QUOTED TEXT
···

According to Mays family attorney Malcolm Heinicke, Mae's death was peaceful and painless, but it deeply affected Mays. "Willie is now grieving the loss of his beautiful wife of more than four decades, but he is staying strong by remembering all of the many experiences they enjoyed together," he said (per MLB). "Mae was a beautiful person, and although her illness took some of her memories late in life, Mae passed with full knowledge that Willie loved her dearly. Willie appreciates all of the well wishes of his friends and fans during this difficult time."

Mays was banned from baseball — temporarily

Willie Mays was temporarily banned from baseball in 1979, just three months after he was inducted into the Baseball Hall of Fame. MLB commissioner Bowie Kuhn made the decision after the player left his position as Mets batting instructor for a promotional job at Bally's Casino in Atlantic City. At the time, The New York Times said an "upset and unhappy" Mays spoke to Kuhn and chose to continue working for the casino hotel, effectively leaving the Mets.

Before the ban, Mays' last game with the MLB was in 1973. Speaking to the CBS, Miranda Ayim, former captain of Canada's women's basketball team, said many retired athletes struggle with an "unraveling of that identity," to say nothing of money management issues. After leaving the sport, Mays did public relations for Bally's Park Place. A new commissioner, Peter Ueberroth, was elected to succeed Kuhn in 1984, and he reinstated the star the following year.

Despite initial reports, it seems that Mays was ultimately content with how things played out. "I don't think I did anything wrong to leave baseball," he said, per The New York Times. "It was just a matter of somebody doing something that wasn't right. It's a good feeling to know I can still make a living and go back to baseball." He also said he ”didn't give it a thought" and didn't have time to focus on the sport. "And I wasn't embarrassed by it. If I'd gone to jail, then come back, I would've been embarrassed to have kids see me play. But I didn't do anything wrong."

···

RECORD EXTRACTS
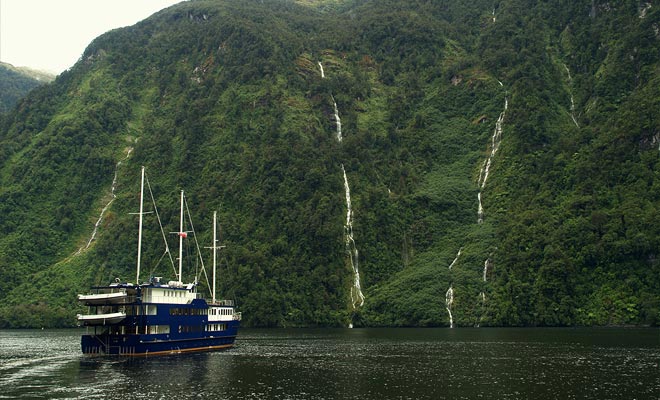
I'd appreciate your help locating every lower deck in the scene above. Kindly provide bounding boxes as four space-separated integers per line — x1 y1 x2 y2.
80 324 238 356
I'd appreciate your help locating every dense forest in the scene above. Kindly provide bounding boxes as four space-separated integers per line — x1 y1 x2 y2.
0 0 660 327
0 62 55 114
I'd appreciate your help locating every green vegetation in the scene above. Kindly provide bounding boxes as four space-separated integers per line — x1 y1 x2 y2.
0 62 54 114
0 0 660 327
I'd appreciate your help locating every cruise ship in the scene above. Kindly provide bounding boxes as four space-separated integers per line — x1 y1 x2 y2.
77 167 241 356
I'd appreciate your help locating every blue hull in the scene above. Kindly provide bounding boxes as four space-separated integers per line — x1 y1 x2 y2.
80 322 238 356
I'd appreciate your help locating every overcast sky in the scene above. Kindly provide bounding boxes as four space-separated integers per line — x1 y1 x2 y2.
0 0 181 74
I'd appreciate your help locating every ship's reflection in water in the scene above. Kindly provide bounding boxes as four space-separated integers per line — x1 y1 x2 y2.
0 328 660 400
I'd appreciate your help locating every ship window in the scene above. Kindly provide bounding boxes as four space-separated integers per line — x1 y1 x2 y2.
179 325 204 333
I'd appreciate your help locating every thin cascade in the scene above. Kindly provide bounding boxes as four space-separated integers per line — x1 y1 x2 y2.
445 286 454 328
332 97 342 143
483 258 491 282
477 89 509 224
564 64 580 128
76 147 133 255
476 257 493 327
449 247 463 270
318 61 364 322
341 164 364 309
319 61 325 78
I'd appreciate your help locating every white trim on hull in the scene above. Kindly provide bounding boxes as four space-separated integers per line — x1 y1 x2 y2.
77 312 126 326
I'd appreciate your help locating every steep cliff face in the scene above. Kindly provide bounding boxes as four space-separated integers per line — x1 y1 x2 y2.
0 0 660 326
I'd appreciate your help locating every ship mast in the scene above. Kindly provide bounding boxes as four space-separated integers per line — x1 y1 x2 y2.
212 211 218 304
179 190 187 283
135 166 144 286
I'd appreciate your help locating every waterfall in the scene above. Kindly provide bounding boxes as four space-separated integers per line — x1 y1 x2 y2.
449 247 463 270
445 286 454 328
76 147 133 254
564 64 580 128
319 61 325 78
477 94 509 224
332 97 342 142
318 57 364 320
484 258 490 282
341 164 364 309
318 57 364 328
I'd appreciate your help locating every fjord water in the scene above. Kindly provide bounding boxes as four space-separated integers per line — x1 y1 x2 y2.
0 328 660 400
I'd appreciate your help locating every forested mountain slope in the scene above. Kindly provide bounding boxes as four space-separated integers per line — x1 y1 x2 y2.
0 62 55 113
0 0 660 327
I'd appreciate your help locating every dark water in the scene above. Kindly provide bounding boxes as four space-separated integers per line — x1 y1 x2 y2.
0 328 660 400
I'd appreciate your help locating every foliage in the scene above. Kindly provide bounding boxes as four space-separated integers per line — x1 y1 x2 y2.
0 0 660 327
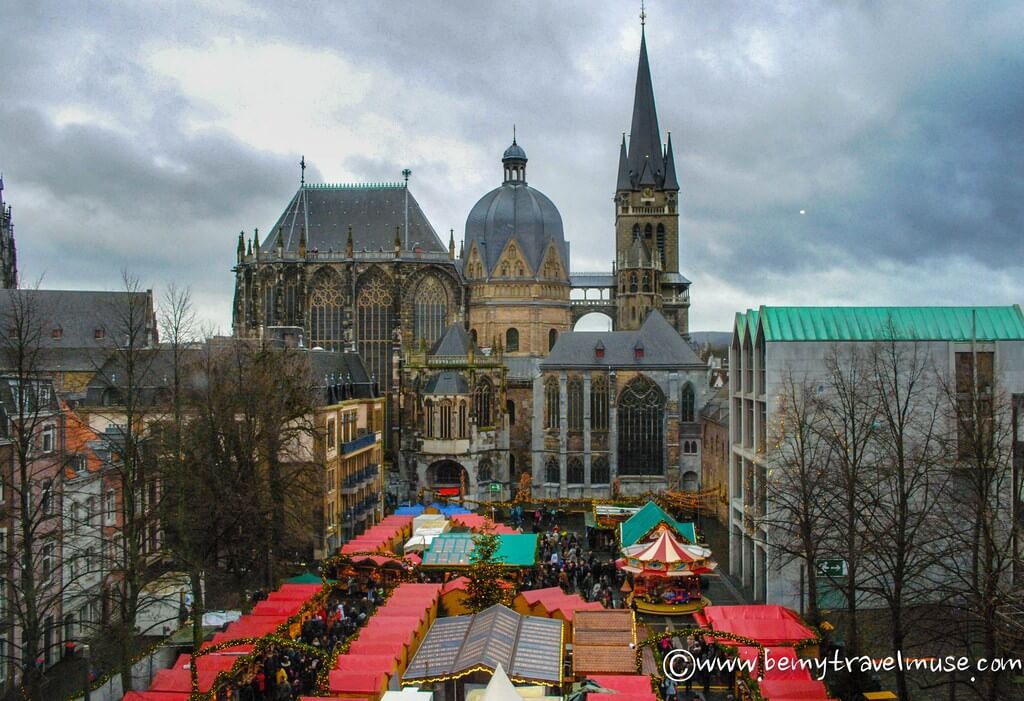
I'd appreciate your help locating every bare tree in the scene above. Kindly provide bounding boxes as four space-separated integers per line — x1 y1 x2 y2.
861 333 949 701
761 373 831 624
818 346 880 656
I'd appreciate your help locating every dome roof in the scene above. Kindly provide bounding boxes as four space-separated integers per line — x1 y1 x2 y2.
466 179 569 276
502 139 526 161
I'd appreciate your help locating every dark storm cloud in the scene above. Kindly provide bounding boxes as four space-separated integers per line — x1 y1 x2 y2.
0 2 1024 328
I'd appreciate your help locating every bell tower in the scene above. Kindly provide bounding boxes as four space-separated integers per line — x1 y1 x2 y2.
615 23 690 336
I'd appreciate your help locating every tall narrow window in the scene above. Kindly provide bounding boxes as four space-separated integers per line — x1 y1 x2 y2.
617 376 665 475
356 275 394 388
590 375 608 431
413 275 447 346
544 377 560 429
440 399 452 438
656 224 665 270
544 456 561 484
679 383 695 422
565 376 583 431
565 455 584 484
473 378 495 428
309 275 344 351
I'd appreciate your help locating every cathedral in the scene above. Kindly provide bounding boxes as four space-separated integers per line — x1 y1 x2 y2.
232 24 707 500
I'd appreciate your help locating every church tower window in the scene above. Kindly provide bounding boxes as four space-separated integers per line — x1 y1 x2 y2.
413 275 447 346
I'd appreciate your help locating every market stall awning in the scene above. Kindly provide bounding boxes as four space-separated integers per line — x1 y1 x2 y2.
618 501 697 547
423 533 537 567
402 605 563 684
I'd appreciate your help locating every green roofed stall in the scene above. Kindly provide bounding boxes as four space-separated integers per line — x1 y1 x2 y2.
736 304 1024 343
422 533 537 567
618 501 697 547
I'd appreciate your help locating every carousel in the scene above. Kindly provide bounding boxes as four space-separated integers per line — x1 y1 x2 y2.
615 525 718 616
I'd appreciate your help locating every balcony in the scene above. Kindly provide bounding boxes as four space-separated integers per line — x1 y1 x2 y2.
341 433 377 456
341 465 380 494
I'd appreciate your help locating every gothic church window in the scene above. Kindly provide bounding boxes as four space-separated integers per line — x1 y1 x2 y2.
358 276 394 384
679 383 695 422
617 376 665 475
590 375 608 431
544 378 560 429
413 275 447 346
473 378 494 428
309 275 343 351
566 376 583 431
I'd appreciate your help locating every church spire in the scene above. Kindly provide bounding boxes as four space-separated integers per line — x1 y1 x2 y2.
629 28 665 184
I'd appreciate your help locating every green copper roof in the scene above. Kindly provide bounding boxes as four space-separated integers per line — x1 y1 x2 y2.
423 533 537 567
618 501 697 547
735 304 1024 343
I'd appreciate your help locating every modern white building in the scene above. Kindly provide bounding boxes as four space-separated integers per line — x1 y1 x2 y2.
728 305 1024 610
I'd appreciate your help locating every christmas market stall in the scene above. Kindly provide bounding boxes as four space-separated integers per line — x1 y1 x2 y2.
402 604 564 698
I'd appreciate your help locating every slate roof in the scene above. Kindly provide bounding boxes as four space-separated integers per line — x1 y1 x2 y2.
423 370 469 394
0 290 159 349
466 143 569 277
260 183 447 254
402 604 564 684
541 309 705 369
429 323 480 356
734 304 1024 342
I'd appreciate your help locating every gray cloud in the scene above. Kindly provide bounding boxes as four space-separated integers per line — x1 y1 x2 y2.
0 1 1024 328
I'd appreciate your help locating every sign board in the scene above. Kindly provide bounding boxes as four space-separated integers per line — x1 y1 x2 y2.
818 558 847 578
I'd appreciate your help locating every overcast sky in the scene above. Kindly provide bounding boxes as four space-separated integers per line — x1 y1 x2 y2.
0 0 1024 331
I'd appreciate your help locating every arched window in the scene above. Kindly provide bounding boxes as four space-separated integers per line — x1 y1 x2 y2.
544 377 560 429
358 275 394 384
440 399 452 438
544 455 561 484
476 457 494 484
309 275 346 349
656 224 665 270
618 376 665 475
565 455 584 484
590 375 608 431
679 383 695 422
473 378 495 428
565 375 583 431
413 275 447 346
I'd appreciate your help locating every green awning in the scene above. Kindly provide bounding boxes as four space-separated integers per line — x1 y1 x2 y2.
423 533 537 567
618 501 697 547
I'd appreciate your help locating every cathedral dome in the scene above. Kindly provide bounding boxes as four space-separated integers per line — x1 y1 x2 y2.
466 141 569 277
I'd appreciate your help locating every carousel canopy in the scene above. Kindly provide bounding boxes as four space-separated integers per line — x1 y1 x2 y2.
402 604 563 684
621 529 717 577
618 501 697 547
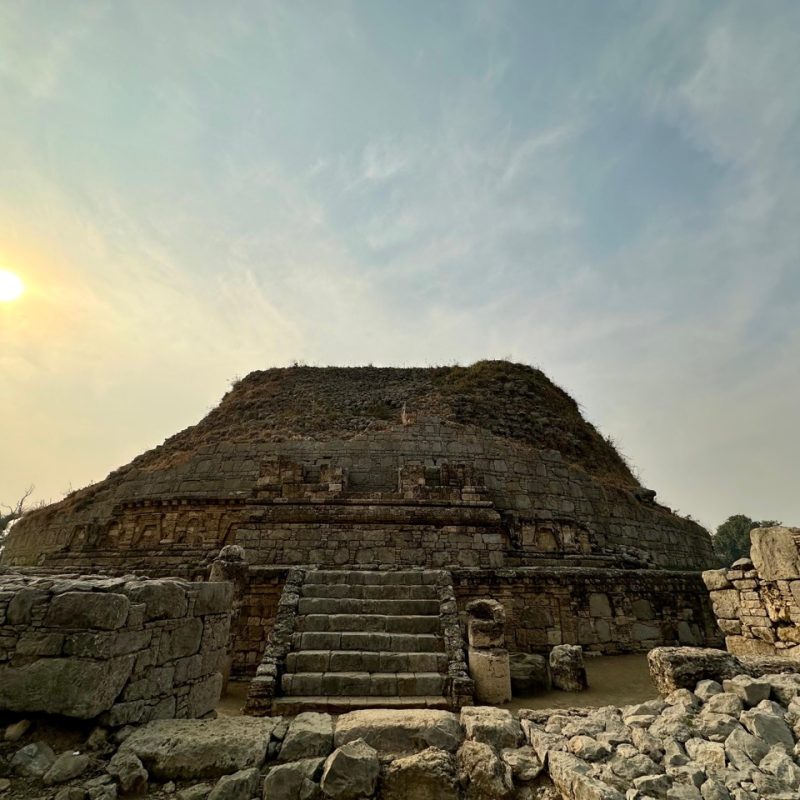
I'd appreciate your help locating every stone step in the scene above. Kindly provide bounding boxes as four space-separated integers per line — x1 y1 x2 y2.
292 636 444 653
297 597 439 616
295 614 439 633
286 650 447 674
301 583 438 600
305 569 441 586
281 672 445 697
272 695 449 717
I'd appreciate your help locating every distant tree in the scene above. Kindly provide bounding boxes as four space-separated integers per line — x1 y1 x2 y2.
713 514 780 566
0 486 33 551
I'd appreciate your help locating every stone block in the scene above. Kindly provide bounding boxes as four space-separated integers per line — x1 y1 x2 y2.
119 717 280 781
750 526 800 581
194 581 233 616
126 581 188 620
6 588 50 625
509 653 551 695
467 647 511 704
334 709 461 759
45 592 130 630
156 618 203 664
0 656 133 719
550 644 589 692
279 712 333 761
187 672 222 717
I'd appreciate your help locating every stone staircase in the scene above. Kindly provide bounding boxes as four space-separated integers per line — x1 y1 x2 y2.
272 569 449 714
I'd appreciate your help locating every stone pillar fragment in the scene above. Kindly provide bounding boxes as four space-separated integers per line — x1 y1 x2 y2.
550 644 589 692
467 598 511 704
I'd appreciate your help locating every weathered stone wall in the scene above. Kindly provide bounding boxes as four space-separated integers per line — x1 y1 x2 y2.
453 567 721 653
230 566 722 677
0 570 233 726
3 419 713 569
703 526 800 657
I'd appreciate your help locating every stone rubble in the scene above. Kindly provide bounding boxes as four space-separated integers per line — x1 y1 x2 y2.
0 673 800 800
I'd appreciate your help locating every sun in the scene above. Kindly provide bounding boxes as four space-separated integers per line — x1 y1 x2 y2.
0 269 25 303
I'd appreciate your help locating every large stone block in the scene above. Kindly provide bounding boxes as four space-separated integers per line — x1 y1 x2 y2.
157 617 203 664
45 592 131 631
334 709 462 758
127 581 188 620
647 647 743 695
194 581 233 616
0 656 134 719
119 717 280 781
750 526 800 581
467 647 511 704
550 644 589 692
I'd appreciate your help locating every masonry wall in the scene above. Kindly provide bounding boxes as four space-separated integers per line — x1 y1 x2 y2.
0 570 233 726
703 526 800 658
453 568 721 654
3 419 713 569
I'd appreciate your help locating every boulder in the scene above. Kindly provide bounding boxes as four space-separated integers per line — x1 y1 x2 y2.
550 644 589 692
0 656 134 719
279 711 333 761
702 569 732 592
647 647 744 695
457 741 514 800
208 767 261 800
119 717 280 781
45 592 131 631
467 598 506 648
509 653 551 695
461 706 524 751
9 742 56 778
568 736 611 762
42 752 89 786
320 739 381 800
547 751 624 800
264 758 325 800
722 675 772 708
750 525 800 581
739 708 794 753
380 747 459 800
3 719 33 742
467 647 511 705
106 752 150 795
500 745 544 783
333 709 462 759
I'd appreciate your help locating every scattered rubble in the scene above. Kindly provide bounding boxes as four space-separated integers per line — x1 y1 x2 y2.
0 652 800 800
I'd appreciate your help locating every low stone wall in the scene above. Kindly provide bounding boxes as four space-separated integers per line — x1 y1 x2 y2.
703 527 800 657
453 567 721 654
0 572 233 727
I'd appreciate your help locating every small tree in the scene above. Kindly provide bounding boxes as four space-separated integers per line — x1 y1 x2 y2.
0 486 33 551
713 514 780 565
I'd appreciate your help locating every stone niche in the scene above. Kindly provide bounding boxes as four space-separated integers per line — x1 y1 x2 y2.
0 572 233 727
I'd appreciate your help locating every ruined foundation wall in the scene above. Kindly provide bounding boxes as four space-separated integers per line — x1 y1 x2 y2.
0 570 233 726
703 526 800 658
3 420 713 569
453 567 721 654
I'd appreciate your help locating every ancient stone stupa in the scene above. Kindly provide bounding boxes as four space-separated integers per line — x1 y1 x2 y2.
3 361 715 702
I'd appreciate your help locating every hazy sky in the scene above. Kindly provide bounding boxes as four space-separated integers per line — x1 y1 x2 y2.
0 0 800 526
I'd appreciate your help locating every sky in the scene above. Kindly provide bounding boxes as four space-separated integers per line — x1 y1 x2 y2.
0 0 800 528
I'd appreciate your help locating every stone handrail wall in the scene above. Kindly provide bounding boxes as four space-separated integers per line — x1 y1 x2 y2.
244 569 305 715
436 570 475 708
453 567 721 654
0 570 233 727
703 526 800 657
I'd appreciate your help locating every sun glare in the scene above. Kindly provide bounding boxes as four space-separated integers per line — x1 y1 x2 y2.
0 269 25 303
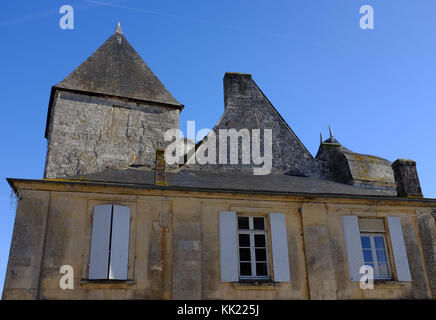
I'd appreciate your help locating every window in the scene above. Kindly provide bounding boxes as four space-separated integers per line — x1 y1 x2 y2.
342 215 412 282
88 205 130 280
219 211 291 282
360 233 392 279
238 216 269 279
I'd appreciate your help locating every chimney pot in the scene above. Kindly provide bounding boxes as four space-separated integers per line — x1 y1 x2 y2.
154 148 167 186
392 159 423 198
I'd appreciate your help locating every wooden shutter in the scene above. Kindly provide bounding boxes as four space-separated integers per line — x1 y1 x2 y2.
219 211 239 282
269 213 291 282
109 205 130 280
388 217 412 281
342 216 364 281
88 204 112 279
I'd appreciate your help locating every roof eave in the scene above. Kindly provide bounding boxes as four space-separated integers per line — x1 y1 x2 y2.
6 178 436 205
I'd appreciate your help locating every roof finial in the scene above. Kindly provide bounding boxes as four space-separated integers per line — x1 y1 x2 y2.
115 21 123 34
329 126 333 138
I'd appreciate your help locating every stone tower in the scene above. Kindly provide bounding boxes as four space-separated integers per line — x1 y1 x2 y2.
44 23 183 179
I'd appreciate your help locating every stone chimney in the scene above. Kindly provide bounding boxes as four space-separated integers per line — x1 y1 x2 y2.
223 72 253 109
154 148 167 186
392 159 423 198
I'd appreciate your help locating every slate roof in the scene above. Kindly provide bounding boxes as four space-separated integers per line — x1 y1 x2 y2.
60 168 392 196
54 25 183 108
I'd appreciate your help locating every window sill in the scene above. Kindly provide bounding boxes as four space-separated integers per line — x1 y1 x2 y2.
374 279 411 289
232 279 280 290
80 279 135 289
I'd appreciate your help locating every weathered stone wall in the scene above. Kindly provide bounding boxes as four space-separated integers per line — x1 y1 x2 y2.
3 182 435 299
184 73 320 176
44 90 180 178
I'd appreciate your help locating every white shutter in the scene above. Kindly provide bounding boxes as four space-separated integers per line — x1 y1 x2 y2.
219 211 239 282
109 205 130 280
269 213 291 282
388 217 412 281
88 204 112 279
342 216 364 281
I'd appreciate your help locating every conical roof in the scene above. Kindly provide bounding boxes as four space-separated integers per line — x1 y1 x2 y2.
55 23 183 107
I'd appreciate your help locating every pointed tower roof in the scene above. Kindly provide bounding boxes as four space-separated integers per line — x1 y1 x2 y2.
55 22 183 108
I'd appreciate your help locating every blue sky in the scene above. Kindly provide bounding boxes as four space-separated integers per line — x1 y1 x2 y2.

···

EXERCISES
[1] In the Willie Mays passage, what job did Mays leave his Mets position for?
[2] Please pick up the Willie Mays passage after its final sentence and carry it forward.

FINAL ANSWERS
[1] A promotional job at Bally's Casino in Atlantic City.

[2]
He faced racism

Unsurprisingly given the time, Willie Mays faced racism during his professional baseball career. In an interview with the Academy of Achievement, he touched on the racism he experienced during his minor league debut in 1950. "I was the first black in that particular league," he said. "And, we played in a town called Hagerstown, Maryland. I'll never forget this day, on a Friday. And, they call you all kind of names there, n***** this, and n***** that." 

After retiring he was thrust into the era of the civil rights movement, a time of great social upheaval in America and shifting perceptions of racism in the country. As reported by The Washington Post, fellow MLBer Jackie Robinson — who broke the color barrier by becoming the first Black player in the modern major leagues — frequently criticized Mays for not using his celebrity enough to bolster the movement, calling him a "do-nothing Negro."

In "24: Life Stories and Lessons from the Say Hey Kid," which Mays wrote with biographer John Shea, the star expressed how he felt about the criticisms, which he often ignored. "Jackie did a lot of things for the race," he wrote. "I did what I did. I didn't always go out and talk in the public. Sometimes I'd do it behind the scenes. ... I didn't tell everyone what I did."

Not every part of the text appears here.